-- WRITTEN PROBLEM A --
Return each line of the rows below that contains the string "instance", matching case exactly.

-- TEXT PASSAGE --
---*---
Application Security Testing: Resurgence of DAST for SDLC Integration and Scan Automation

Dynamic analysis security testing (DAST) works like a hacker-in-a-box, so to speak, by exploring and testing web applications and services via HTTP and HTTPS. DAST is one of the oldest automated application security testing (AST) techniques, tracing its roots to the mid-1990s. Since it interacts with live web applications and web services and automates hacker activity, it has always been popular with penetration testers and security auditors looking to save valuable time.

DAST Today

There are numerous free, low-cost and premium commercial offerings in the DAST space. While IBM has been a market leader in this space since it acquired of Watchfire in 2007, this application of DAST is well understood. There is, however, another application that was rarely adopted in the past, but began to change in 2015 and dramatically shifted last year.
---*---
-- DATA SECTION --
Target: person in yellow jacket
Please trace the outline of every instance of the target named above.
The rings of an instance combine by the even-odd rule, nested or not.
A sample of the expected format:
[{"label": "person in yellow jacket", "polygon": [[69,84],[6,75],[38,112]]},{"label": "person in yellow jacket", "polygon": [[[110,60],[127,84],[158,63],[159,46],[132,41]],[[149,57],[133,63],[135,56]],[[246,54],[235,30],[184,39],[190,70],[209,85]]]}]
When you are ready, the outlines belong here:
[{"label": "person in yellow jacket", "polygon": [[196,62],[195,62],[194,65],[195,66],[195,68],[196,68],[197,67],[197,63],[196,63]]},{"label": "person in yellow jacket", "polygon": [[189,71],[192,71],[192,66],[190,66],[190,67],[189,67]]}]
---*---
-- WRITTEN PROBLEM B --
Write what comes next in the passage on dynamic analysis security testing, picking up after its last sentence.

-- TASK ANSWER A --
Please trace the outline of every instance of the target named above.
The rings of an instance combine by the even-odd rule, nested or not.

-- TASK ANSWER B --
I’m talking about making DAST a part of the software development life cycle (SDLC). Organizations want to implement AST into the SDLC because the sooner a security or functional defect is discovered, the cheaper it is to fix. In fact, according to the Rice Consulting report, “STBC: The Economics of Testing,” a defect can cost 100 times more to fix if not detected by the time the application reaches production.

The number described above does not even take into account potential damage that can result from a security issue being live in production. While the exact cost difference will likely vary, it’s always much easier, faster and cheaper for a developer to find and fix a relatively new defect than one that is weeks or months old.

This holds true for all issues and defects, not just security-related ones, and led to an ever-increasing focus in areas of continuous integration (automated builds) and continuous integration (automated testing and deployment). But I’m getting a bit ahead of myself. First, let’s take a quick look at the established norms of AST within the SDLC.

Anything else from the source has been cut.